• Description of the task: Count the lines below containing "flower". Number only.

• Source data:
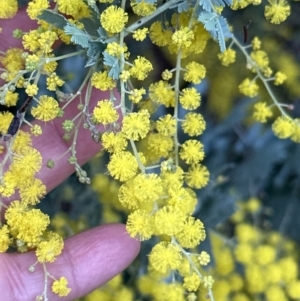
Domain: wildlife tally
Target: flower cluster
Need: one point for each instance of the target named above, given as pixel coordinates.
(252, 265)
(149, 126)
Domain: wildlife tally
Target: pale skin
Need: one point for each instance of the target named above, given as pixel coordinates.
(89, 259)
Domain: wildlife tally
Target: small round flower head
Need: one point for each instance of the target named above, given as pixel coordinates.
(53, 81)
(11, 98)
(249, 88)
(141, 67)
(260, 58)
(46, 110)
(166, 75)
(279, 78)
(190, 99)
(105, 112)
(277, 11)
(136, 125)
(102, 81)
(48, 250)
(194, 73)
(256, 43)
(140, 34)
(191, 283)
(8, 9)
(183, 38)
(113, 142)
(36, 7)
(46, 41)
(166, 125)
(136, 95)
(227, 57)
(60, 287)
(30, 227)
(283, 127)
(31, 89)
(192, 151)
(113, 19)
(169, 220)
(122, 166)
(208, 281)
(191, 233)
(197, 176)
(161, 92)
(164, 257)
(194, 124)
(4, 239)
(115, 49)
(159, 36)
(140, 225)
(142, 8)
(204, 258)
(262, 112)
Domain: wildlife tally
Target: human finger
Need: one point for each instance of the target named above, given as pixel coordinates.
(89, 260)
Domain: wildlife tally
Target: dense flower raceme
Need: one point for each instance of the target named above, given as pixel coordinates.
(145, 151)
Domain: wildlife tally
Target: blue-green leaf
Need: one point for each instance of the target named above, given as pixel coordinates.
(79, 37)
(53, 18)
(113, 62)
(217, 26)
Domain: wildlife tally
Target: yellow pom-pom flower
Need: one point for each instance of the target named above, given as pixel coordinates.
(283, 127)
(165, 257)
(249, 88)
(166, 125)
(194, 124)
(195, 72)
(277, 11)
(113, 19)
(140, 68)
(262, 112)
(105, 112)
(227, 57)
(113, 142)
(191, 283)
(102, 81)
(192, 151)
(190, 99)
(162, 93)
(60, 287)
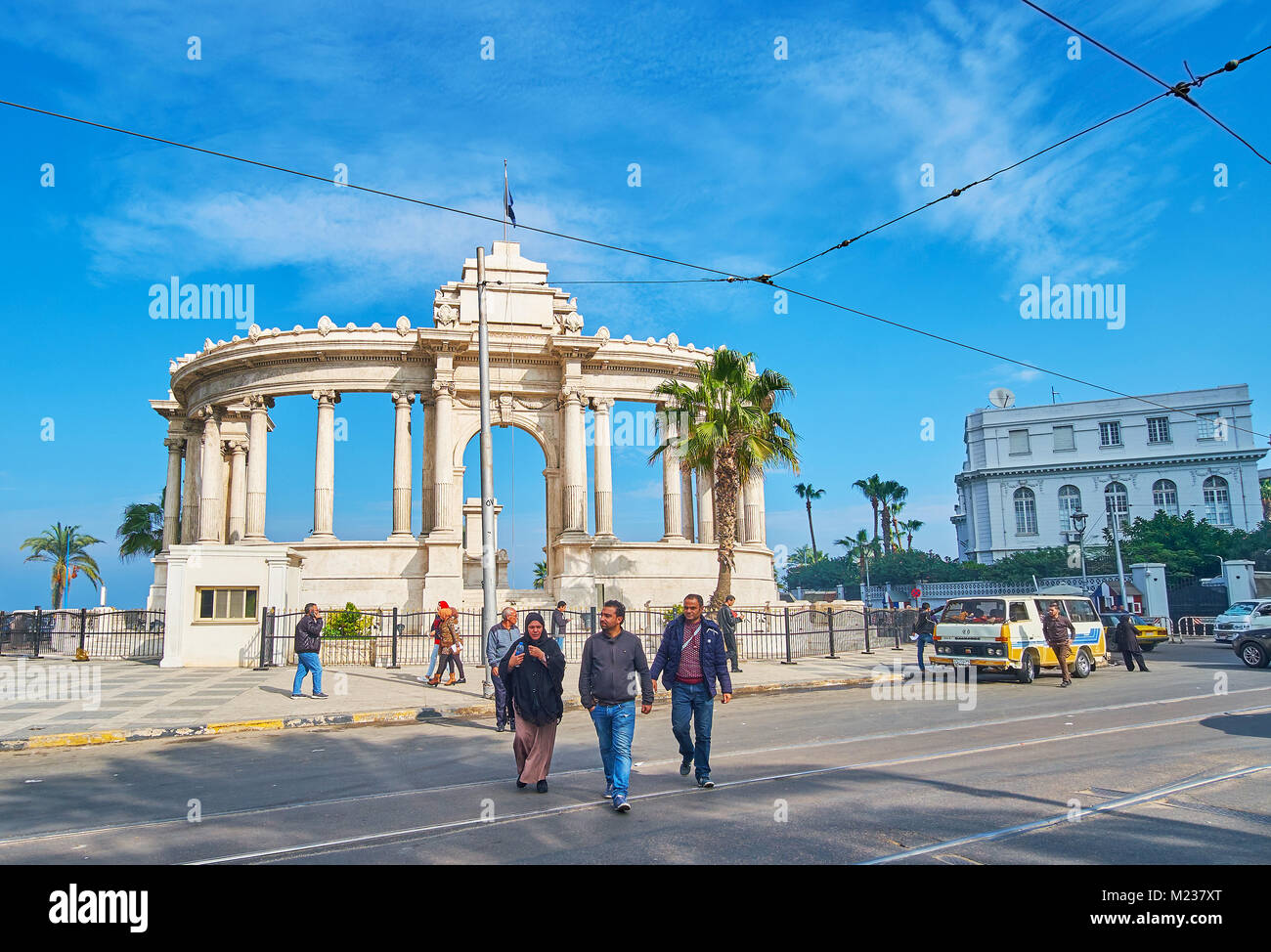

• Result for this exercise: 4